**Problem 1:** Pull out every line of the stored data listing below that contains the word "image".

**Exercise passage:**
......

In the
United States Court of Appeals
For the Seventh Circuit
No. 00-2079
UNITED STATES OF AMERICA,
Plaintiff-Appellee,
v.
LEE F. KIBLER, also known as SHORTY,
Defendant-Appellant.
Appeal from the United States District Court
for the Southern District of Illinois.
No. 98 CR 40005--J. Phil Gilbert, Judge.
ARGUED APRIL 19, 2001--DECIDED FEBRUARY 1, 2002
Before FLAUM, Chief Judge, HARLINGTON
WOOD, JR., and ROVNER, Circuit Judges.
ROVNER, Circuit Judge. Lee F. Kibler was
indicted by a grand jury on one count of
conspiracy to distribute and possess
cocaine base with intent to distribute,
in violation of 21 U.S.C. sec.sec.
841(a)(1) and 846, and on two counts of
possession of cocaine base with intent to
distribute, in violation of 21 U.S.C.
sec. 841(a)(1). A jury found him guilty
on all three counts, and the court
sentenced him to life imprisonment on the
conspiracy count, and to 360 months on
each of the remaining counts to be served
concurrently.

......

**Problem 2:** In the appeals court opinion above, what sentence did the court give Kibler on the conspiracy count?

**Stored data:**
......

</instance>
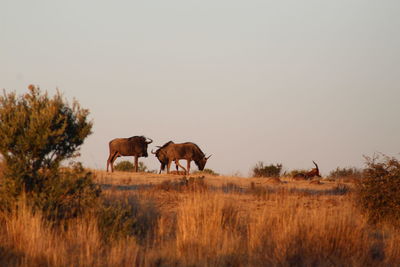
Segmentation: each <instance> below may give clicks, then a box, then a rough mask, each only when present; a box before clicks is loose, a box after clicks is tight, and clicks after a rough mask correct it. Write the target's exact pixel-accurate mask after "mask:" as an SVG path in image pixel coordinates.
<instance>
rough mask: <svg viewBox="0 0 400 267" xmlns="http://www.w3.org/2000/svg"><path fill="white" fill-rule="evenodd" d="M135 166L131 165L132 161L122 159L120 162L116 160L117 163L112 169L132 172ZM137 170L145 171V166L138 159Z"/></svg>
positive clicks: (139, 170)
mask: <svg viewBox="0 0 400 267" xmlns="http://www.w3.org/2000/svg"><path fill="white" fill-rule="evenodd" d="M134 168H135V166H134V165H133V163H132V162H130V161H128V160H124V161H121V162H118V164H117V165H115V167H114V169H115V170H117V171H121V172H132V171H133V170H134ZM138 171H139V172H147V171H148V169H147V166H146V165H145V164H144V163H143V162H141V161H139V166H138Z"/></svg>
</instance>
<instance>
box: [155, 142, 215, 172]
mask: <svg viewBox="0 0 400 267" xmlns="http://www.w3.org/2000/svg"><path fill="white" fill-rule="evenodd" d="M152 153H153V154H155V155H156V157H157V158H158V160H159V161H160V163H161V169H160V172H161V170H164V169H165V167H167V173H170V167H171V163H172V162H173V161H174V162H175V164H176V168H177V171H178V166H179V167H181V169H183V170H184V171H185V173H186V174H189V173H190V162H191V161H192V160H193V161H194V162H195V163H196V165H197V167H198V168H199V170H200V171H202V170H203V169H204V167H205V165H206V163H207V160H208V159H209V158H210V157H211V156H208V157H206V156H205V154H204V153H203V152H202V151H201V149H200V148H199V147H198V146H197V145H196V144H194V143H190V142H187V143H183V144H175V143H174V142H172V141H169V142H168V143H166V144H164V145H163V146H162V147H159V149H158V150H157V151H156V152H152ZM180 159H186V160H187V169H186V168H185V167H183V166H182V165H181V164H180V163H179V160H180Z"/></svg>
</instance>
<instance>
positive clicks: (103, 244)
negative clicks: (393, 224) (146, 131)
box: [0, 171, 400, 266]
mask: <svg viewBox="0 0 400 267" xmlns="http://www.w3.org/2000/svg"><path fill="white" fill-rule="evenodd" d="M94 172H95V174H96V182H97V183H98V184H100V185H101V187H102V189H103V195H102V198H103V200H104V201H107V202H109V203H111V204H112V203H117V202H118V203H125V204H123V205H125V206H127V207H130V208H132V209H134V212H133V213H131V216H133V217H134V218H133V219H134V220H133V221H132V222H133V223H131V224H123V223H122V224H121V225H119V226H118V227H114V228H112V227H108V228H107V227H105V228H104V227H102V225H103V226H104V225H105V222H107V220H103V219H99V218H102V217H99V216H97V215H96V214H95V212H89V213H87V214H85V215H84V216H82V217H80V218H77V219H72V220H69V221H67V222H65V225H64V227H51V226H49V225H46V223H45V222H44V221H43V220H42V219H41V214H40V213H36V214H32V213H30V212H29V211H28V209H27V208H23V207H24V206H23V205H22V204H21V205H20V208H19V209H18V210H15V211H14V213H13V216H11V217H10V216H8V217H2V220H1V224H2V225H1V227H0V265H2V266H132V265H136V266H390V265H396V264H397V263H398V262H399V260H400V245H399V244H400V242H399V241H400V232H399V231H398V230H396V229H393V228H390V227H389V226H382V225H381V226H371V225H369V224H368V223H367V220H366V218H365V217H364V216H363V215H362V214H360V212H359V210H358V209H357V207H356V206H355V205H354V201H353V193H352V187H353V184H351V183H344V182H342V183H338V182H329V181H323V180H322V181H321V182H320V183H318V182H310V181H293V180H291V179H282V180H279V179H265V178H238V177H224V176H206V177H201V176H199V175H197V176H190V177H189V179H183V178H182V176H179V175H165V174H161V175H158V174H148V173H138V174H133V173H123V172H115V173H113V174H110V173H105V172H103V171H94ZM22 202H23V201H22ZM22 202H21V203H22ZM111 207H115V210H117V209H118V208H119V206H118V205H115V206H111ZM132 214H133V215H132ZM120 215H121V213H115V216H120ZM125 215H126V214H125ZM104 229H106V231H115V232H118V231H121V233H122V234H121V235H118V236H116V237H115V238H108V239H107V238H105V235H106V236H107V235H108V234H110V233H105V232H104V231H105V230H104ZM122 230H124V231H122ZM110 236H111V235H110Z"/></svg>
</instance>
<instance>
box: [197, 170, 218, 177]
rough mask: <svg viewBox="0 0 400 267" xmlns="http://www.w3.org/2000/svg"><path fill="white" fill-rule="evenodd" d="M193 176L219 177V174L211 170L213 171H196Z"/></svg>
mask: <svg viewBox="0 0 400 267" xmlns="http://www.w3.org/2000/svg"><path fill="white" fill-rule="evenodd" d="M193 174H208V175H212V176H219V173H216V172H215V171H213V170H211V169H207V168H206V169H204V170H202V171H195V172H193Z"/></svg>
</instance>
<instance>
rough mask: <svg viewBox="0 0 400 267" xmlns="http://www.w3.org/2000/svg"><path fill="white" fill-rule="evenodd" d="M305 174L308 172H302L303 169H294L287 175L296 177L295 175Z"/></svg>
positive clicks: (305, 170)
mask: <svg viewBox="0 0 400 267" xmlns="http://www.w3.org/2000/svg"><path fill="white" fill-rule="evenodd" d="M307 172H308V170H304V169H294V170H291V171H290V172H289V173H288V174H287V175H288V176H289V177H294V176H296V174H299V173H307Z"/></svg>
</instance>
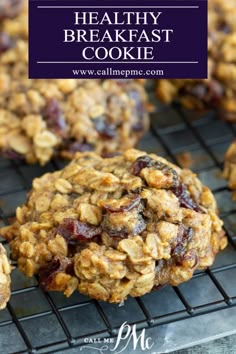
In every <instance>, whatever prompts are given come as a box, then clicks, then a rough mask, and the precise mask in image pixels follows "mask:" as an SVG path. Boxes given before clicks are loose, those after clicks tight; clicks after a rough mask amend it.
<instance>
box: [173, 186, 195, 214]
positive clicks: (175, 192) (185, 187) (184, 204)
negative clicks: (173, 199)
mask: <svg viewBox="0 0 236 354" xmlns="http://www.w3.org/2000/svg"><path fill="white" fill-rule="evenodd" d="M172 191H173V193H174V194H175V195H176V197H177V198H178V199H179V204H180V206H181V207H182V208H186V209H192V210H195V211H197V212H201V211H202V210H201V208H200V206H199V205H198V204H197V203H195V202H194V201H193V199H192V198H191V196H190V194H189V192H188V190H187V187H186V186H185V185H184V184H183V183H179V184H178V186H176V187H174V188H172Z"/></svg>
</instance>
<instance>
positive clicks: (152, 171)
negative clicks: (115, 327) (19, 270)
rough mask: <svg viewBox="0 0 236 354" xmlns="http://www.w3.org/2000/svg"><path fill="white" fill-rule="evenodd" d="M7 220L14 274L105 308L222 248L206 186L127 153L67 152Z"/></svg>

......

**Task answer 1:**
Segmentation: each <instance> below may give clicks, then a box, then a rough mask, each only when present; a box before clicks is loose, a box after clicks is tight, and clicks after a rough mask correct it. Write the target's exact pixel-accurate mask after "mask:" as an SVG path in image pixel coordinates.
In every <instance>, whatever prompts are given come as a box, then clicks, then a rough mask, and the precise mask in image pixels follows "mask:" as an SVG path. Boxes given before clicks are loose, those after clicks tight; clicks after a rough mask amend it.

**Task answer 2:** Life imprisonment.